_Short exercise A:_
Answer the following questions using the summary of 2015 communications M&A activity.
(i) How many acquisitions did WPP complete in 2015?
(ii) What product does Leo Group manufacture?
(iii) What total value was given for the three deals announced by Shandong Lecron Group?
_Short exercise B:_
Carry on the summary of 2015 communications M&A activity from the point at which it stops.

A new group of private equity, consulting firms and agricultural companies from China emerged as unlikely players in a complicated competitive space for investing in the communications industry, according to a summary of 2015 M&A activity from R3.
Top 10 deals
The 10 largest deals for 2015 reflect the diversity of the leading M&A players as well as the rise of China based investors.
|LEO Group||Wan Sheng Wei Ye (万圣伟业)||China|
|Providence Equity||Clarion Events||UK|
|WPP||Bruin Sports Capital||US|
WPP leads the way
WPP led all firms with 42 acquisitions (35 percent of the total) with a total sales value of US$1.56 billion (29 percent), covering six continents, with the Chime UL and STW Australia as standouts. WPP has been very shrewd in capitalizing when the time is right. The increased investment in Australia came with their dollar in decline and the STW stock down from its March 2015 peak. Chime’s stock was also down from 2014 highs.
Asia-based acquirers gain prominence
Five of the top 11 holding groups in R3’s report are based in Asia, and four of the top 10 deals came from these firms. While Dentsu completed more than 25 deals and Hakuhodo invested in Canada’s most famous global agency, Sid Lee, it was the Chinese agricultural companies Leo Group and Lecron creating the most unlikely of deals.
Leo Group, a manufacturer of pumps for water irrigation, expanded on its 2014 investments in digital agencies with four more deals valued at more than $500 million. Meantime, a Chinese chemical company, Shandong Lecron Group, announced three large deals of similar digital firms valued at $494 million.
It’s no secret that China has created its own digital ecosystem, and these investors have seen rising stock as a result of some of these deals.

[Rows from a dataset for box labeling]

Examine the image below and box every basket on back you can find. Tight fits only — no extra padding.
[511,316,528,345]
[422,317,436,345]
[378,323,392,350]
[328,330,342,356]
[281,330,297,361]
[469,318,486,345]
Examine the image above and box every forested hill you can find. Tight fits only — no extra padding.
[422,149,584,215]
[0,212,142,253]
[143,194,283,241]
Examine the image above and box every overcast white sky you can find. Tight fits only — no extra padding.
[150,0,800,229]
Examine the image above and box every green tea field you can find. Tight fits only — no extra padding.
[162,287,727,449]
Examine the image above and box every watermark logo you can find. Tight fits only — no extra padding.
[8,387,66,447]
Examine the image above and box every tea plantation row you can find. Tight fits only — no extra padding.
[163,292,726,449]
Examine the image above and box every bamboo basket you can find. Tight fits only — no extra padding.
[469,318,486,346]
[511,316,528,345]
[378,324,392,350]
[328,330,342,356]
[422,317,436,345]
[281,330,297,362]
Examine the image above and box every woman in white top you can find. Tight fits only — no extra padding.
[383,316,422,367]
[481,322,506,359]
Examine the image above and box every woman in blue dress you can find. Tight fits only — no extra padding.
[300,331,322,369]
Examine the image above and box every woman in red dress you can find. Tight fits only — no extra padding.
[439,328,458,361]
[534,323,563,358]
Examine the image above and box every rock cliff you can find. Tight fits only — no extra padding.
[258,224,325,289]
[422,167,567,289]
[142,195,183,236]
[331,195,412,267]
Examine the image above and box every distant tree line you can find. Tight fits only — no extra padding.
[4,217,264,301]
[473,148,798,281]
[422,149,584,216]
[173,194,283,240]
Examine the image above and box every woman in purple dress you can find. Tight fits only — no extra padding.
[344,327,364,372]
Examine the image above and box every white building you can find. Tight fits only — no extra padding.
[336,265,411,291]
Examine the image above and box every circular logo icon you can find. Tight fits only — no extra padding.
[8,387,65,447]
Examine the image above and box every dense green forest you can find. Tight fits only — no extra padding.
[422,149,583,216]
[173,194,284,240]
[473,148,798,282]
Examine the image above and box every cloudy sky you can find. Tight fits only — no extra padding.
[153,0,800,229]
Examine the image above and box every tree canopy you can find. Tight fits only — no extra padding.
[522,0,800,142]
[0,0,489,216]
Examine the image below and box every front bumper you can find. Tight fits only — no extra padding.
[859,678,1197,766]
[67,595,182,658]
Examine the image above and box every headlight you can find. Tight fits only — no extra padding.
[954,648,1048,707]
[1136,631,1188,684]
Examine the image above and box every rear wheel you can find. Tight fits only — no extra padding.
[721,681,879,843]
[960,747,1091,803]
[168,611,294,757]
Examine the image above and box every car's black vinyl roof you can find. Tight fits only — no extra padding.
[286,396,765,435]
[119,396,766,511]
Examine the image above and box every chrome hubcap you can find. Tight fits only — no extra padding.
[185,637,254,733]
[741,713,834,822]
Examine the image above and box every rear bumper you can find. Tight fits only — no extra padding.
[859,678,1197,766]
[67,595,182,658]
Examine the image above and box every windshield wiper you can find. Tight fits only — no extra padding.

_Task result A:_
(i) 42
(ii) Pumps for water irrigation
(iii) $494 million

_Task result B:_
APAC M&A League Table
The rise of the consultants?
In 2015, both Accenture and PwC became active players in this space—with Accenture’s investments in six digital agencies covering five different continents, and PwC staking an investment in Hong Kong’s Fluid Group. The definition of a digital agency is still to settle down, and a number of consulting firms, including McKinsey and Accenture are exploring opportunities to diversify. This is going to add pressure to agency relationships.
- Havas makes some big bets: Havas announced nine deals in 2015, up 383 percent in terms of investment from the previous year. Its acquisition of FullSix and CSA gave it more scale in Europe and other deals ranged from the US, UK, Canada and Vietnam. Havas is firmly committed to enhancing its ‘village’ concept, which is a clear point of differentiation, and highly motivating to the right group of marketers.
- A quieter year for Publicis Groupe: Publicis Groupe did half as many deals as the previous year's 20, with 93 percent less investment in M&A. Based on its November announcement, this was an important year for internal alignment and consolidation. We expect that future years in their new structure might highlight some gaps that need to be filled.
- Interpublic, Omnicom make strategic moves: Both Interpublic Group and Omnicom took the softening of the Russia and Brazil markets to increase their equity in their long term partners. Neither holding group has a strong recent history in the acquisition space, with just 17 deals between them globally in the last two years, compared to 155 from their European counterparts WPP and Publicis Groupe.
R3 anticipates that this wave of acquisitions will continue through the coming year. We foresee a continued interest in Asia Pacific, which represented 38 percent of all investments in 2015. New agencies are continuing to grow fast, particularly in China, where there is a totally different ecosystem.
We also expect more Asia-based firms to spread westward. We have already seen this with Dentsu, Bluefocus and Cheil in past years, and we expect more to follow suit.
Finally, we would look to more of the consulting firms—from Accenture, to BCG to McKinsey, to continue to build their offering in this space. They already have strong relationships with the CEOs and CFOs on their clients—it’s only a matter of time for them to extend this to the CMOs.
Greg Paull is principal at R3.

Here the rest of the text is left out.